Extracted information -
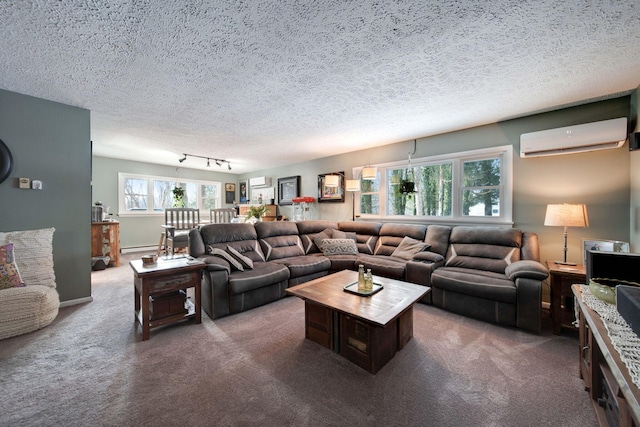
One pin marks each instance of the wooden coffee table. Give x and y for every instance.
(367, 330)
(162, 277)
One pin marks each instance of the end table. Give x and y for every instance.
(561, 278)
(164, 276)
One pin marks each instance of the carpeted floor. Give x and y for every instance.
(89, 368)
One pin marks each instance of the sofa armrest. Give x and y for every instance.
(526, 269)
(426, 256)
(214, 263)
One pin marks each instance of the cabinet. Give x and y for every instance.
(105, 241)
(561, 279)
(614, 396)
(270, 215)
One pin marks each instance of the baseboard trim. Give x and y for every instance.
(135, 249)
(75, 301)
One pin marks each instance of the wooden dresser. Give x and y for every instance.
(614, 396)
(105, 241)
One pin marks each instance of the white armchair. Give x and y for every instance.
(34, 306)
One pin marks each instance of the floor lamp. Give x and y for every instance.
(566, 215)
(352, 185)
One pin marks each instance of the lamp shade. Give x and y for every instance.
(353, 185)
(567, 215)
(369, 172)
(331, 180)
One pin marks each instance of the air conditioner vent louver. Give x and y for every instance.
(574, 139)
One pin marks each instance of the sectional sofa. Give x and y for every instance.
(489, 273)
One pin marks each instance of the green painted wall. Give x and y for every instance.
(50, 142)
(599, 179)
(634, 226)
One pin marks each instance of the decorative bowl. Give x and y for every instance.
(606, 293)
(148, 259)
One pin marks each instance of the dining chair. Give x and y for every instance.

To do - Please print the entire listing again exactly, minus its images.

Response -
One pin marks each instance of the wooden coffee table. Give x and y for every instance.
(367, 330)
(162, 277)
One pin marks each instance of the end table. Give x and y for every instance.
(561, 278)
(164, 276)
One pin marks each instance of the carpeted floor. Give x and y for every instance.
(89, 368)
One pin marks each instance of the sofa armrest. Give x and y for every instance.
(526, 269)
(426, 256)
(214, 263)
One pin marks each instance of the cabinet. Give x and y for every instance.
(105, 241)
(561, 279)
(614, 396)
(270, 215)
One pin marks each instance of the baseboard trim. Give x and y for every instance.
(135, 249)
(75, 301)
One pin marks each instance of the wooden dresser. Give x and y for every instance.
(614, 396)
(105, 241)
One pin marks each instance of the white armchair. Give x and y for every instance.
(34, 306)
One pin marks each instance of the floor lamp. Give x and y for every instance.
(566, 215)
(352, 185)
One pin marks each instance of the lamp shade. Give x and y for every instance.
(353, 185)
(567, 215)
(369, 172)
(331, 180)
One pin marks each instance of the air conditioner vent louver. Give x and y for every instance.
(574, 139)
One pin marks each instance of the sectional sofa. Give x and y for every instance.
(489, 273)
One pin marks each instance of the green painted wall. Give x and y for every instance.
(50, 142)
(599, 179)
(634, 226)
One pin marks each instance of the decorative bowl. Give x and y for every instance.
(606, 293)
(148, 259)
One pin marks each instance of the dining chair. Give x and y for every instance.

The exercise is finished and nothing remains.